Loop unrolling + fusion ?

Max Bolingbroke batterseapower at hotmail.com
Sat Feb 28 15:14:01 EST 2009


2009/2/28 Don Stewart <dons at galois.com>:
> So now, since we've gone to such effort to produce a tiny loop like, this,
> can't we unroll it just a little? Sadly, my attempts to get GCC to trigger
> its loop unroller on this guy haven't succeeded. -funroll-loops and
> -funroll-all-loops doesn't  touch it,
>
> Anyone think of a way to apply Claus' TH unroller, or somehow convince GCC
> it is worth unrolling this guy, so we get the win of both aggressive high level
> fusion, and aggressive low level loop optimisations?

For a couple of weeks, I have had a working solution for the concatMap
problem using a sort of loop unrolling. I have tweaked the approach
slightly to also unroll the worker loop to get the results you desire.

You can check out the (very rough) code with:
git clone http://www.cl.cam.ac.uk/~mb566/git/concatmap/.git/
$EDITOR concatmap/CallUnrollConcatMap.hs

Apologies if the code is somewhat cryptic, but you should be able to
get the general idea.

A sneak preview is in order. The following Core:

"""

_SUPPLIED DATA:_
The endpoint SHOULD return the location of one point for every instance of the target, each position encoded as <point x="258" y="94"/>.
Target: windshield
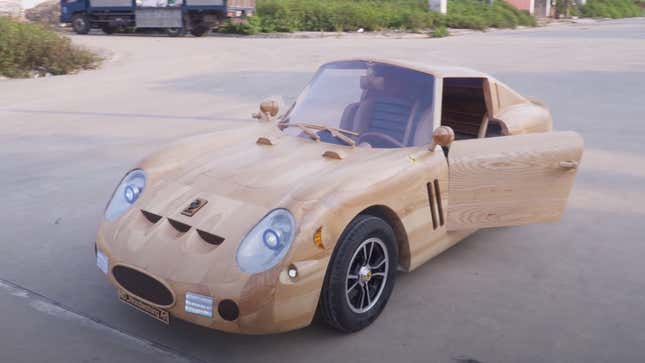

_JOB A:_ According to the loop unrolling message, which GCC options failed to unroll the loop?
_JOB B:_ In the loop unrolling message, why does Don Stewart want the tiny loop unrolled?
_JOB C:_ Repeat the loop unrolling message between "You can check" and "the general idea.", inclusive.
The lines play no part in what is asked here.

_CORRECT OUTPUT A:_ -funroll-loops and -funroll-all-loops

_CORRECT OUTPUT B:_ Don Stewart wants to get the win of both aggressive high-level fusion and aggressive low-level loop optimizations.

_CORRECT OUTPUT C:_
You can check out the (very rough) code with:
git clone http://www.cl.cam.ac.uk/~mb566/git/concatmap/.git/
$EDITOR concatmap/CallUnrollConcatMap.hs

Apologies if the code is somewhat cryptic, but you should be able to
get the general idea.